Challenge » Update the listing below by replacing "cabinet door" with "cupboard door" and leaving everything else the same.

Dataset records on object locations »
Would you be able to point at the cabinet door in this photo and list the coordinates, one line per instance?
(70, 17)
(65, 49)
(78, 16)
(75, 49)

Response below »
Would you be able to point at the cupboard door in this photo and list the coordinates, one line per instance?
(70, 17)
(65, 49)
(78, 16)
(75, 49)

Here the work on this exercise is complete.